--- begin Document excerpt ---

That's hardly "_jump in_"!!

It was a little mischievous of you to use such language because it falsely suggests that I urged the original poster to be reckless.

But a more diligent re-read of my posts on this matter proves that implication of yours to be a complete falsehood.

Incidentally, it's "_honorary"_ not _"honarary"._


----------



## mrypg9 (Apr 26, 2008)

Malagueño;592310 said:


> *That's more positive! But why didn't you make this more constructive offer in the first place........alongside (of course) your justifiable warnings?*
> 
> 
> 
> ...


You make good secretary material. When I have a vacancy I'll contact you.
Pay small but appreciation great.

And since you are keen on close reading you will note that my comment about 'jumping in' was a general one and not specifically focused on this poster.

I have read many posts of the 'Come on over, you've nothing to lose' variety. Generally that's a reasonable suggestion if addressed to a young, single person. As advice to one and all I'm sure you'd agree it's not sensible at this time.
Can implications be 'false', by the way? An interesting topic for those with nothing better to do to ponder.....


----------



## jojo (Sep 20, 2007)

Malagueño said:


> *That's more positive! But why didn't you make this more constructive offer in the first place........alongside (of course) your justifiable warnings?*
> 
> 
> 
> ...


While I agree that being young and single without commitments is the best time to go and experience other cultures and worlds, the fact that Americans do need the right visas etc needs to be addressed sensibly and lets not forget, "the means to return home" aint the same from the US as from the UK! Our advise on here is tempered with caution as it seems very easy to think that you can hop on a plane, get off, get a job an apartment and enjoy!! For EU citizens it isnt that easy and can be very costly (certainly in this economic climate), for non EU residents it needs careful planning and caution - that is the message being conveyed! 

Jo xxx


----------



## Malagueño (Apr 18, 2011)

mrypg9 said:


> You make good secretary material. When I have a vacancy I'll contact you. *Pay small *but appreciation great........


Sorry, MrYpg9, from what you have said, if you can only _"pay small"_, you simply can't afford the quality of help you need. Looks like you'll just have to carry on settling for what you _can_ afford instead - something that more realistically corresponds to your capabilities.

But I do wholeheartedly agree with your idea of a secretary for yourself - I am sure that would help you immensely with your comprehension. It might - for example - help you to accurately read what is actually written in a post..........thus saving you wasting so much time replying to things that were not said. 



mrypg9 said:


> I have read many posts of the 'Come on over, you've nothing to lose' variety. *Generally that's a reasonable suggestion if addressed to a young, single person. As advice to one and all I'm sure you'd agree it's not sensible at this time.*.


And this whole paragraph is a perfect example of you not accurately reading what is written.....please do call that help you so obviously need!

As most readers will have noticed, my post *was* addressed to a young person (22 years old). And, at least for the purposes of the trip, we can assume it is a single person (no mention of _"my partner and I"_).

So, as you said yourself, I made _"a reasonable suggestion"_ because it seems that this person _*is*_ young and single.

--- end Document excerpt ---

__Task instructions__. Write out the forum thread above word for word, from "## Malagueño (Apr" to "small *but appreciation great........".

--- begin Material shown ---

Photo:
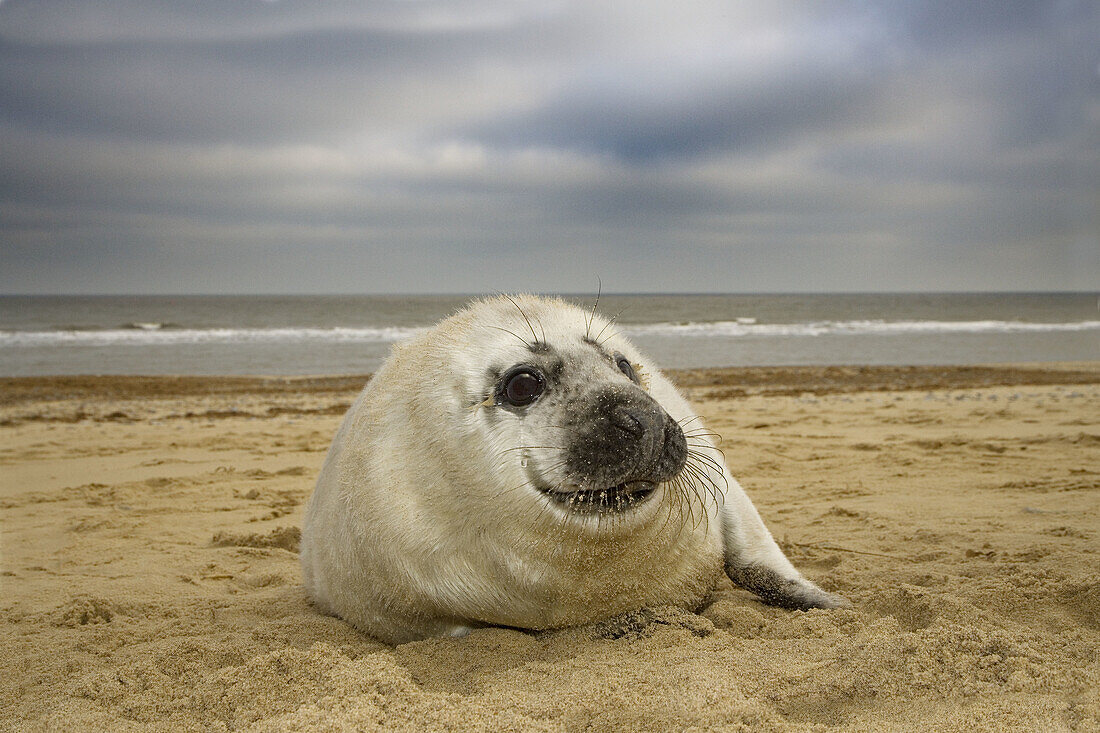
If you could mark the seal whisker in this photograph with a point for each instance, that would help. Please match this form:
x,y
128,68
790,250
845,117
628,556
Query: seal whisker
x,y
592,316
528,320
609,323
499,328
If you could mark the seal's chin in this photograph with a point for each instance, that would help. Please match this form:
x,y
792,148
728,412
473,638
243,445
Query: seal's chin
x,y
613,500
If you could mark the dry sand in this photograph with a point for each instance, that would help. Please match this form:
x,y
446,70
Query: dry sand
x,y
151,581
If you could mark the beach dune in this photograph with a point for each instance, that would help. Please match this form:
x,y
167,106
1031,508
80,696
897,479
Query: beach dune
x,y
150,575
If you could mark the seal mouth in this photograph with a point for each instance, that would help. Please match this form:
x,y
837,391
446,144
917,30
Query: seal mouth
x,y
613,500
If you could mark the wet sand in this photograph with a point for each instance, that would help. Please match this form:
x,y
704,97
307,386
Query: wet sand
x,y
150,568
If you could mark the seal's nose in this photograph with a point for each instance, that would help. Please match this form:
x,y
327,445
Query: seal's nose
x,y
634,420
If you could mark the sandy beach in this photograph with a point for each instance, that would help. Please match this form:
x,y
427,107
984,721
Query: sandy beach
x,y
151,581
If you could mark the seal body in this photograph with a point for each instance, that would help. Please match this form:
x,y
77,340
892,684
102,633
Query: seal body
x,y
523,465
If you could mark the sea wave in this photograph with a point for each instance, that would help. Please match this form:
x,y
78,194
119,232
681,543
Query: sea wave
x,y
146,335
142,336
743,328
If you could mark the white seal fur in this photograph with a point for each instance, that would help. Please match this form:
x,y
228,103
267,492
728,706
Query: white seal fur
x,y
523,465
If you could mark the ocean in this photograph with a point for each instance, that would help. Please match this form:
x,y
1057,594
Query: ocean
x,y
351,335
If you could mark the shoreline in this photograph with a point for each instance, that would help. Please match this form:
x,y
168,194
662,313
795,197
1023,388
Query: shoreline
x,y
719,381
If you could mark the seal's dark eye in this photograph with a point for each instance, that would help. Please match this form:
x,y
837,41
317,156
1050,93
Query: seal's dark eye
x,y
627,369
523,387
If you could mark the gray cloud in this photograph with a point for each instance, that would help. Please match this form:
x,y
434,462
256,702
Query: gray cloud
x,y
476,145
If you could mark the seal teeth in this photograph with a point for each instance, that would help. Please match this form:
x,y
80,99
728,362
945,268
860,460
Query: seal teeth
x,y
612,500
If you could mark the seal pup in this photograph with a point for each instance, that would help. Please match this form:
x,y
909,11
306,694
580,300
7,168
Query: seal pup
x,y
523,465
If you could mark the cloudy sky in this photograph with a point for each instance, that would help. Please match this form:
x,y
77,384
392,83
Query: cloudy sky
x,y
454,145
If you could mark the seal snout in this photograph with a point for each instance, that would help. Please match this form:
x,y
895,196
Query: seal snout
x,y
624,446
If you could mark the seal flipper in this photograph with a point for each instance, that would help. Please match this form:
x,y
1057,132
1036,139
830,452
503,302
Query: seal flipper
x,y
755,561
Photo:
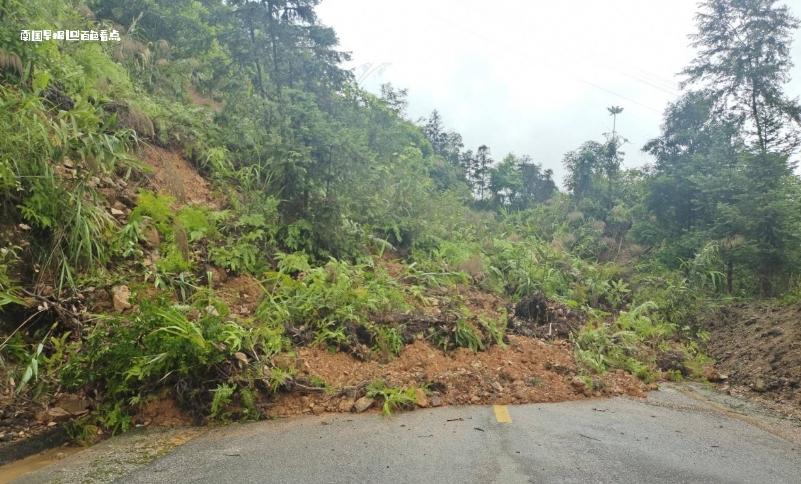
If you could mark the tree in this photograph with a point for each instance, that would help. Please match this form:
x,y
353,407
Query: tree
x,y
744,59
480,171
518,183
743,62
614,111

--- end Material shown ---

__Result for this task__.
## Malagueño (Apr 18, 2011)

mrypg9 said:


> You make good secretary material. When I have a vacancy I'll contact you. *Pay small *but appreciation great........